Work to complete:
Return the line containing "of the villa" and every line after it through the end of the entries below, with no other lines.

(Point-per-instance localization data)
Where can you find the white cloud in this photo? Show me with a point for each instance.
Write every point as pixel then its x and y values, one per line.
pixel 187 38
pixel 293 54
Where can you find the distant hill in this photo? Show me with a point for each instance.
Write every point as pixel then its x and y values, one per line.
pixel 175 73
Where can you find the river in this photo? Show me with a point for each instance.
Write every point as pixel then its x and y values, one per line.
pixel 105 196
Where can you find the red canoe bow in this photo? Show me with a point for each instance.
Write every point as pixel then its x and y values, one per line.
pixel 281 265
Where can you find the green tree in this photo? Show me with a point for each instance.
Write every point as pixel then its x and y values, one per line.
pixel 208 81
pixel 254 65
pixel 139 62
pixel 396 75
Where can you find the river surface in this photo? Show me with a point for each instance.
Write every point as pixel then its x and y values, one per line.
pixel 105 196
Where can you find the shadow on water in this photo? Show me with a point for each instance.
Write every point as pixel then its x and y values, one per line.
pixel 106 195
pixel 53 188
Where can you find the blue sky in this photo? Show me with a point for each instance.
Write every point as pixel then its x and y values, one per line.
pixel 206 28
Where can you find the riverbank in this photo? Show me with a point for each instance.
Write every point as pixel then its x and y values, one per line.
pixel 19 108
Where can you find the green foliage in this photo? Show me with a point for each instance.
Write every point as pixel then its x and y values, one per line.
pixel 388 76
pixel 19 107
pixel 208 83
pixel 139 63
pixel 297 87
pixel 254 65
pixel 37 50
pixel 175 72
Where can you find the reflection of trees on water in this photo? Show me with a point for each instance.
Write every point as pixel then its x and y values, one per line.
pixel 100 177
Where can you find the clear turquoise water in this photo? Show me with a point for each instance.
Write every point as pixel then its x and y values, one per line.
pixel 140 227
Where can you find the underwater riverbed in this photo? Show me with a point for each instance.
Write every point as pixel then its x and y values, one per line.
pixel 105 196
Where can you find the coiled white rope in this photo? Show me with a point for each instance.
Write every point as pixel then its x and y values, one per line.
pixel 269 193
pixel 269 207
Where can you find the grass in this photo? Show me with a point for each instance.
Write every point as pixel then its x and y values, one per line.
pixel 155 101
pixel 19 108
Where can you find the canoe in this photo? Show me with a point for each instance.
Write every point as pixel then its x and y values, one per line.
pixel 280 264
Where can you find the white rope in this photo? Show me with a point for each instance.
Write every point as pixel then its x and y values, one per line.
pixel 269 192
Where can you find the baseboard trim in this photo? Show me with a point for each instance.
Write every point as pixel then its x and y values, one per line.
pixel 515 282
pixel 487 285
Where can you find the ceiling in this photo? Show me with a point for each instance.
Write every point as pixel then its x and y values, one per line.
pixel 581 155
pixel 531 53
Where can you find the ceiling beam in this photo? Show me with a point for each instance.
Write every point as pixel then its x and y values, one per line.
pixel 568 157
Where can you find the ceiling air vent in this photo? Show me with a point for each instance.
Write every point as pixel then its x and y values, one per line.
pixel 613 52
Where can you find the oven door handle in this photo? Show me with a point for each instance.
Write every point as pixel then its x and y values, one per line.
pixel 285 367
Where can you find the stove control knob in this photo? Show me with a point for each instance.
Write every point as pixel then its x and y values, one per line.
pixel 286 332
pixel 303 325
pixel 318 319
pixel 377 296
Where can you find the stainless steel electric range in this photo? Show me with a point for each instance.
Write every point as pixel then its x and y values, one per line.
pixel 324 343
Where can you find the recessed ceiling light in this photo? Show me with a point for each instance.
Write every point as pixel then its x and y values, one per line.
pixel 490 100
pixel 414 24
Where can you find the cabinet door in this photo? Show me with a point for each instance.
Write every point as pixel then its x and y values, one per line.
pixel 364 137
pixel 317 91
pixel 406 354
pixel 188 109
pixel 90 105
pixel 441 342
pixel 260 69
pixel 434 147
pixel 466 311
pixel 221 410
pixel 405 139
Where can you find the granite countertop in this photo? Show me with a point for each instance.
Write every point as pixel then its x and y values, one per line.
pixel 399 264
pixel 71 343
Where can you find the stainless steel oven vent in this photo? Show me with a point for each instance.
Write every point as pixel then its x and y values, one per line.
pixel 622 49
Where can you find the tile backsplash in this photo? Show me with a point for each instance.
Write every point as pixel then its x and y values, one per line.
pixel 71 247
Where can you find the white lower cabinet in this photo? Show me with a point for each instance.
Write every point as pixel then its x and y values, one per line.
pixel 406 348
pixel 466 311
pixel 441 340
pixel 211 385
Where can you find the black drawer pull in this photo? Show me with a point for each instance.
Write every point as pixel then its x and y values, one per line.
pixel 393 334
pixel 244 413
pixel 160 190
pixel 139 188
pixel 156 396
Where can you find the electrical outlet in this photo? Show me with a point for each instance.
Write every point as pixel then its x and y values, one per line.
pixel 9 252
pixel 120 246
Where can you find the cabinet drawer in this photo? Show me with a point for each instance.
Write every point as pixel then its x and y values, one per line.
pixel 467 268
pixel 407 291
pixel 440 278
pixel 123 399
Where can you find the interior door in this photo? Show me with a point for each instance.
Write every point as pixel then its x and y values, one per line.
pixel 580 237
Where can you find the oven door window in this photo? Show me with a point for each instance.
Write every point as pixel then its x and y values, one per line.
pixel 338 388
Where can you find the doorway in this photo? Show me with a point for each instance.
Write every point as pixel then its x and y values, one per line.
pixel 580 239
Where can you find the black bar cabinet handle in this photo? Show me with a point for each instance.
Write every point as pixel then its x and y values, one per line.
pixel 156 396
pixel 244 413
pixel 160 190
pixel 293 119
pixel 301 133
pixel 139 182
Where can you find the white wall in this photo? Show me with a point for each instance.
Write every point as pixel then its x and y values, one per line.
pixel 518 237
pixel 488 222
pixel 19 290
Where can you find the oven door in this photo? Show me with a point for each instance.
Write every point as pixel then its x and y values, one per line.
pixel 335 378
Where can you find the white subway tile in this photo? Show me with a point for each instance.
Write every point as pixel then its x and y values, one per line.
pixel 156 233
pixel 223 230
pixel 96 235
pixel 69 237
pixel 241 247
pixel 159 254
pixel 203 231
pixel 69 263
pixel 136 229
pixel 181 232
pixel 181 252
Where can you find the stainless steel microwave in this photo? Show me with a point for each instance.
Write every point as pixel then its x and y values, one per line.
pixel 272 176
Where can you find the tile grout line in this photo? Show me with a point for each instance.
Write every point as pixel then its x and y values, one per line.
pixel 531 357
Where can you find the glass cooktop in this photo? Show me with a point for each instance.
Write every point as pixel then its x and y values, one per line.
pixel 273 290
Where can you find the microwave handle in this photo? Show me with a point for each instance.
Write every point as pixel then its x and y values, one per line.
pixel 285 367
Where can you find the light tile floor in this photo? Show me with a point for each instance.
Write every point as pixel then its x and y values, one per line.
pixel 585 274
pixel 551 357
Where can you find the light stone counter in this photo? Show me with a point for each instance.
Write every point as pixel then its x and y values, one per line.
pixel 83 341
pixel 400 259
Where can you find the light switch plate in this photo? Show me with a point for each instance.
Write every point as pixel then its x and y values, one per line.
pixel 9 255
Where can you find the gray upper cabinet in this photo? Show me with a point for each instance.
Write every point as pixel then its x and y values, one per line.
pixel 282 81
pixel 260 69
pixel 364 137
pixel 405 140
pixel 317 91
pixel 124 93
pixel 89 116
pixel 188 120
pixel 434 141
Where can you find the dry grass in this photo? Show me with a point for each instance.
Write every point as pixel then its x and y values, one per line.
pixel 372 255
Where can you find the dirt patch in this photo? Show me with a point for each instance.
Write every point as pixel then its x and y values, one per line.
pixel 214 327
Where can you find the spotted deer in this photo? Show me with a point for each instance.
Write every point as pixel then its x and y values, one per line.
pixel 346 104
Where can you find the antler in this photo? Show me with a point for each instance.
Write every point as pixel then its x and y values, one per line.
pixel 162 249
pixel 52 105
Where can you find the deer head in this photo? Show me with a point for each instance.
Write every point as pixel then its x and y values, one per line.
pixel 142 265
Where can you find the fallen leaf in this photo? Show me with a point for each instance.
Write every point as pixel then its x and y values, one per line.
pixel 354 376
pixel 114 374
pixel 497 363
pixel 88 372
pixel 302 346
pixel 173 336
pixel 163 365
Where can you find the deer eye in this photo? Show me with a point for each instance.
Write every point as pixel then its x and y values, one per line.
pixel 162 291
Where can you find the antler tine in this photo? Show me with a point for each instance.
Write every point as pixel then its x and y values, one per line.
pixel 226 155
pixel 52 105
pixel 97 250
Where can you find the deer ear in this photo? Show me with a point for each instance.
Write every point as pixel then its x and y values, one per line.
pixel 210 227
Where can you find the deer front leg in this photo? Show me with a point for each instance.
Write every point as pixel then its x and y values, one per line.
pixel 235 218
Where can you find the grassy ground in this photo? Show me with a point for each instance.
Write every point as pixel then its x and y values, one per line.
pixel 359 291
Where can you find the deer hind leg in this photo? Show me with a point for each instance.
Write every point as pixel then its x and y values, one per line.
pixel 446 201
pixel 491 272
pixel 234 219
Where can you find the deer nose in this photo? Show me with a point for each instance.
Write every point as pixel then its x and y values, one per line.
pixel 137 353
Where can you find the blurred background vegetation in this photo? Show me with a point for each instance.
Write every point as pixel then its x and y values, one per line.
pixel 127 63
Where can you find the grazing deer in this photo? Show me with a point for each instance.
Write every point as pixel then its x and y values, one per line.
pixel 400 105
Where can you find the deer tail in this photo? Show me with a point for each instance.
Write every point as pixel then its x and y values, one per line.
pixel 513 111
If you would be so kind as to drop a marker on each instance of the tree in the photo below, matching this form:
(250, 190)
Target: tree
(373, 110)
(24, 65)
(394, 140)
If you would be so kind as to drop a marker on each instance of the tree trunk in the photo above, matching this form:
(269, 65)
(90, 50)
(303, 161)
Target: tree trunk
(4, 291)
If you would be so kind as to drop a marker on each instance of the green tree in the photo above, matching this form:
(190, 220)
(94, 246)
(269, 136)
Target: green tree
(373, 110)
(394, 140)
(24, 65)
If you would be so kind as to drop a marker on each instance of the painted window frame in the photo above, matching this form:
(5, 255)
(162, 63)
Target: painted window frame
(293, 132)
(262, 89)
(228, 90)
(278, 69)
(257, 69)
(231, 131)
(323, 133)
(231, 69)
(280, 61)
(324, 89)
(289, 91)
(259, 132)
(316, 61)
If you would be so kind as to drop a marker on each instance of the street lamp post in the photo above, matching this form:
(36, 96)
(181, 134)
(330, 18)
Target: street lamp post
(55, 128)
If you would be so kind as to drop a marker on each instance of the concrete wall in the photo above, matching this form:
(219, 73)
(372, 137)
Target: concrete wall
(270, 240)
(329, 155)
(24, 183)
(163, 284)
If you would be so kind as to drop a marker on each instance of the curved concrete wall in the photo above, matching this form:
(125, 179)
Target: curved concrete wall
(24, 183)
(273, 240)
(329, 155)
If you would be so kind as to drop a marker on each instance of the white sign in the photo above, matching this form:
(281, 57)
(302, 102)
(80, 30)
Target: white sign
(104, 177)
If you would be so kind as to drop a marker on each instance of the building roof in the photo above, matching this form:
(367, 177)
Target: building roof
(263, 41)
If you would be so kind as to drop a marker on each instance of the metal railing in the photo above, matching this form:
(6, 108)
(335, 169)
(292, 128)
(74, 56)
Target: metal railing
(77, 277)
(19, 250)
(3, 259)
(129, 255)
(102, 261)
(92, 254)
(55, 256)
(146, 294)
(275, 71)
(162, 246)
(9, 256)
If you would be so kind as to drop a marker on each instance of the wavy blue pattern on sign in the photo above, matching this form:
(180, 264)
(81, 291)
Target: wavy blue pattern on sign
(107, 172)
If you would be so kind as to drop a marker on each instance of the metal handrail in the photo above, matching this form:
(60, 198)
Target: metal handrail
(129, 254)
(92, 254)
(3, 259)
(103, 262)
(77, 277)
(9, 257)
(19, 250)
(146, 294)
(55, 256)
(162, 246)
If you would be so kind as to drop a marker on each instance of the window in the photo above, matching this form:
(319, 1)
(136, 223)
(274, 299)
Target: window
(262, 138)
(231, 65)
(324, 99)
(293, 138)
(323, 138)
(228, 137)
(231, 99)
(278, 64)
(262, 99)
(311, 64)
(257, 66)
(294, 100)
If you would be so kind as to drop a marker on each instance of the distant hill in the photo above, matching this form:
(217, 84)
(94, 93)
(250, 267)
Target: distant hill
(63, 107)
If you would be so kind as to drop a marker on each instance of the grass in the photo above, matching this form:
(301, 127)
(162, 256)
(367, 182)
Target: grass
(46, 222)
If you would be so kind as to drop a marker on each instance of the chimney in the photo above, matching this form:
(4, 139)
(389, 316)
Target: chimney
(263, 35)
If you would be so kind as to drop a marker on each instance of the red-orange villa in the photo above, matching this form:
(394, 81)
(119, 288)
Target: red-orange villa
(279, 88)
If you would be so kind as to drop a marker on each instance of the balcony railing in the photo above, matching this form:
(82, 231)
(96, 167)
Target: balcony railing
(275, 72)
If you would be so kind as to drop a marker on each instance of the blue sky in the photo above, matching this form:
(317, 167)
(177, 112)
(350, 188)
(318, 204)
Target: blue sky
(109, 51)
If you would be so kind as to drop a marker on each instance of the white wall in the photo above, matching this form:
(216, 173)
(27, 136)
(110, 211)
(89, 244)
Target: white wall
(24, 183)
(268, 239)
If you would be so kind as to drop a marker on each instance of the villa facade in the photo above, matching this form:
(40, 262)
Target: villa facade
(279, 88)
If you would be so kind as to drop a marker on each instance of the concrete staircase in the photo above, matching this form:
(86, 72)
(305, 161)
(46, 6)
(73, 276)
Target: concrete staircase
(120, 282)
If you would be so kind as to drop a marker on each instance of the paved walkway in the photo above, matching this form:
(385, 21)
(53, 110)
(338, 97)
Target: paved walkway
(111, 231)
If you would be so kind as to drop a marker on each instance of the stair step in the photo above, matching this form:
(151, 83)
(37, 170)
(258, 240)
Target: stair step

Answer to the problem:
If you would be so kind as to drop a marker on each instance of the villa facade in the photo above, matching this form:
(40, 262)
Target: villa facade
(279, 88)
If you would be so kind as to drop a marker on each instance of the concrete staircase in the photo above, matching this form:
(86, 72)
(305, 161)
(46, 6)
(73, 276)
Target: concrete staircase
(120, 282)
If you would be so kind as to drop a marker on each instance of the paved walkway in the photo above, matching this form:
(385, 21)
(53, 110)
(338, 97)
Target: paved walkway
(111, 231)
If you would be so kind as to drop a marker on each instance of the stair step in the photo above, matching this form:
(151, 83)
(37, 170)
(258, 240)
Target: stair step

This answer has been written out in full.